### RECORDS FOR THIS EXERCISE
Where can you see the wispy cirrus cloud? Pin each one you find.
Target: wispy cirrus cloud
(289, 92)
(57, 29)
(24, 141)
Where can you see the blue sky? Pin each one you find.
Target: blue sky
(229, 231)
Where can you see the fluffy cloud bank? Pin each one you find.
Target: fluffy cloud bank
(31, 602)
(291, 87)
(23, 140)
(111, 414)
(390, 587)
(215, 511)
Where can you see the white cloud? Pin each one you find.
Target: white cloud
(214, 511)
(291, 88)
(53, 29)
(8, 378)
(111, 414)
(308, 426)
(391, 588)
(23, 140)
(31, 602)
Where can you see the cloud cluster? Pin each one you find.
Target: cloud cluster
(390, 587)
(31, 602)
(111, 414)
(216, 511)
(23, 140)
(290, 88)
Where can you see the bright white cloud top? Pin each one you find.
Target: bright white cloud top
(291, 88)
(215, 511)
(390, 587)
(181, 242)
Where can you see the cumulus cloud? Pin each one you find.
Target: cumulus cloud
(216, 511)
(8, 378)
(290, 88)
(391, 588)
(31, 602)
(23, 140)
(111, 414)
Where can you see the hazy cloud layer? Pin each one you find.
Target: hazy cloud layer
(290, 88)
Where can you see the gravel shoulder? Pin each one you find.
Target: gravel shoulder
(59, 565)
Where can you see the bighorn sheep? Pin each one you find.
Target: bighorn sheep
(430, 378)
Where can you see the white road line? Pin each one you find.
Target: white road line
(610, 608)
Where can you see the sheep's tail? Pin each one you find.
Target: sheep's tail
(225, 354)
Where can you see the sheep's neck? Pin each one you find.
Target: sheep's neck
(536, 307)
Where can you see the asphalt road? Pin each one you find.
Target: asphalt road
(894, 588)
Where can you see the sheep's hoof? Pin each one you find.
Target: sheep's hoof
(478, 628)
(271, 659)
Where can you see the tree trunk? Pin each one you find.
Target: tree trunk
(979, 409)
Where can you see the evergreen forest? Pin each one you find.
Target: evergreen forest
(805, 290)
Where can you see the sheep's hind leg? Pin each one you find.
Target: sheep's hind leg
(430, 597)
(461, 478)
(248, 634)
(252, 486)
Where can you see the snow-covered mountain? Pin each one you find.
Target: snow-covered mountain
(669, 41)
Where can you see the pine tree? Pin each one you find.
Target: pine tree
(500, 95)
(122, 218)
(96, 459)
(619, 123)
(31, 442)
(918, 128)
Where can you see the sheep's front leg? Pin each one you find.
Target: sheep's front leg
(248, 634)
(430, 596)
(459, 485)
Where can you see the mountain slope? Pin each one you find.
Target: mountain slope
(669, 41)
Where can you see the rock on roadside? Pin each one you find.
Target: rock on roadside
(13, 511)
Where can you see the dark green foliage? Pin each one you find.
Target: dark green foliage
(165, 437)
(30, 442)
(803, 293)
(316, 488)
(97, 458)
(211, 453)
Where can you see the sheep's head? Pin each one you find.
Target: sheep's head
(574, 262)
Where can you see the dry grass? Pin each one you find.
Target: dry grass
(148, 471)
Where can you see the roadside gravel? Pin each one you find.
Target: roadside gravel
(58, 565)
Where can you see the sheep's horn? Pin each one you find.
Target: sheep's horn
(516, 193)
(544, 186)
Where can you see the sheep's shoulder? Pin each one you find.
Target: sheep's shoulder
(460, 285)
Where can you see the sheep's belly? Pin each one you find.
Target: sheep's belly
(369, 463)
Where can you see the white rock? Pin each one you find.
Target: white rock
---
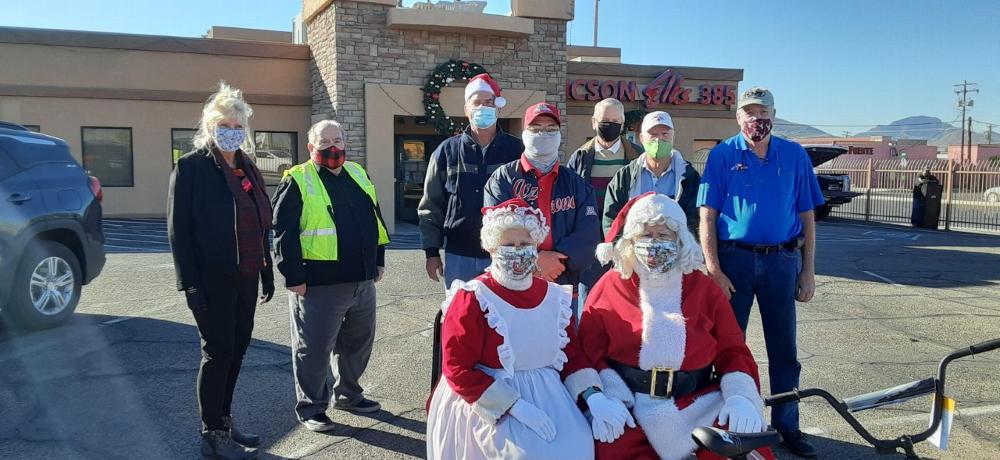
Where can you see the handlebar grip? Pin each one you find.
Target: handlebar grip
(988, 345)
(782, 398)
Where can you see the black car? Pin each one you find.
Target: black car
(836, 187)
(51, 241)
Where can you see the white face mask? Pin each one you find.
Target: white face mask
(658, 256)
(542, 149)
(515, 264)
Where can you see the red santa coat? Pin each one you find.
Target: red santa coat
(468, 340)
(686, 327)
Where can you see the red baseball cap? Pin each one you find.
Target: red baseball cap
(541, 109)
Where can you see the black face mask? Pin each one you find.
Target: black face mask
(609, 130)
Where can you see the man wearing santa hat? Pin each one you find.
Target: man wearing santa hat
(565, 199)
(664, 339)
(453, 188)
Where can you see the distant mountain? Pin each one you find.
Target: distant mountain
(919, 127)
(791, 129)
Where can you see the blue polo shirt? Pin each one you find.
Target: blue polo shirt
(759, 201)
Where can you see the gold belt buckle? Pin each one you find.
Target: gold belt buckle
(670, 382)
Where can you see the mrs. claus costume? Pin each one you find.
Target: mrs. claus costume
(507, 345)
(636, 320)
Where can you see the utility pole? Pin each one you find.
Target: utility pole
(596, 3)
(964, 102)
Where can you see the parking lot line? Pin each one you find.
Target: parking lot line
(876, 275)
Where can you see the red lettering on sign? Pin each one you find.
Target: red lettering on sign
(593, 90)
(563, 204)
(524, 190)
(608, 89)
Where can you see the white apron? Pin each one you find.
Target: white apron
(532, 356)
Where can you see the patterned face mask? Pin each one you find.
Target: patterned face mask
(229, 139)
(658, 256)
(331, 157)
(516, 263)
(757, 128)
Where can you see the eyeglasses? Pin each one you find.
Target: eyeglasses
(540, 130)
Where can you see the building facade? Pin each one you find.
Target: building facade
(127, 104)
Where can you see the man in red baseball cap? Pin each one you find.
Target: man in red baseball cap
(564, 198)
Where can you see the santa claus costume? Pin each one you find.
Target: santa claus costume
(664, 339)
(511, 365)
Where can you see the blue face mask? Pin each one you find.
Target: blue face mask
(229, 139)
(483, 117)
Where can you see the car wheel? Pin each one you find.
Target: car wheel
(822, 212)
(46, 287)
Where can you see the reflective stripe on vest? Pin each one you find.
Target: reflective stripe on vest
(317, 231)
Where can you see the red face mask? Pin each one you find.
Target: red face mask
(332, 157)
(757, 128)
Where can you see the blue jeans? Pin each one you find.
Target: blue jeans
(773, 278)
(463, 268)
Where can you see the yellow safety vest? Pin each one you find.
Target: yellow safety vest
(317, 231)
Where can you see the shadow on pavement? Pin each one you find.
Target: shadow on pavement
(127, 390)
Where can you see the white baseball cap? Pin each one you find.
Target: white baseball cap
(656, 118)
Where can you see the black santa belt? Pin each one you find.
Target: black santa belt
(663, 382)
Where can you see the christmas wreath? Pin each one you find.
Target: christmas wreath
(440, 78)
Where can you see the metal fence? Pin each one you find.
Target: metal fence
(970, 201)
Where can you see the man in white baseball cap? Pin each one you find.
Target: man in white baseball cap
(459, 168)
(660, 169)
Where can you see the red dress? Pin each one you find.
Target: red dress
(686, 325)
---
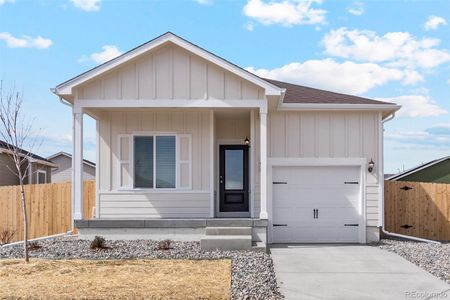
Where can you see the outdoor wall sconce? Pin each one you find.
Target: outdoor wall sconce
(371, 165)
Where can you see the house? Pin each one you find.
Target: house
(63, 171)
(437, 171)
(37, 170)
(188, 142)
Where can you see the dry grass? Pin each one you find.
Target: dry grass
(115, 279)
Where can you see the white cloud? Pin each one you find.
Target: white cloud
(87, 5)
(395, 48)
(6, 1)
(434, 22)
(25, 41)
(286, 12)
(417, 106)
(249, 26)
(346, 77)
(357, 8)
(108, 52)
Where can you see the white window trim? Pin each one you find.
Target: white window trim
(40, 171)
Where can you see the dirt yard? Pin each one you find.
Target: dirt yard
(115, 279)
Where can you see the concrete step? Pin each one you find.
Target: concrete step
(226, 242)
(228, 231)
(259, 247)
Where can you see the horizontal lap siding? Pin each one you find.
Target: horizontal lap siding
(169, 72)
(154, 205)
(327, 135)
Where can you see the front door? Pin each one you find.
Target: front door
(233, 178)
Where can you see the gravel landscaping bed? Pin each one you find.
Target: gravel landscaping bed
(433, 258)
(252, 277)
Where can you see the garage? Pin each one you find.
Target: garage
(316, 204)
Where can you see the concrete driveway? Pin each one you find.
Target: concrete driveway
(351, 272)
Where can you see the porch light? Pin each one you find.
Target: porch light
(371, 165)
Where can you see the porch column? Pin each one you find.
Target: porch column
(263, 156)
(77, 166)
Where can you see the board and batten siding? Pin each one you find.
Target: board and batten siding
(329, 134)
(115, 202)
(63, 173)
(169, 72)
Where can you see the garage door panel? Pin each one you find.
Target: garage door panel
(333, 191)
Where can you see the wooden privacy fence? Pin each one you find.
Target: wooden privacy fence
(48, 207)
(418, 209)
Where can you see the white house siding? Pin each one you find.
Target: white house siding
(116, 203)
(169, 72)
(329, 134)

### EXERCISE PROMPT
Return every line of the rows above that contains the string "roadside", and treat case as significant.

### CORRECT OUTPUT
Where can you see the rock on roadside? Pin each one you find.
Target: rock on roadside
Where can you see the roadside gravel? Pin each one you find.
Target: roadside gravel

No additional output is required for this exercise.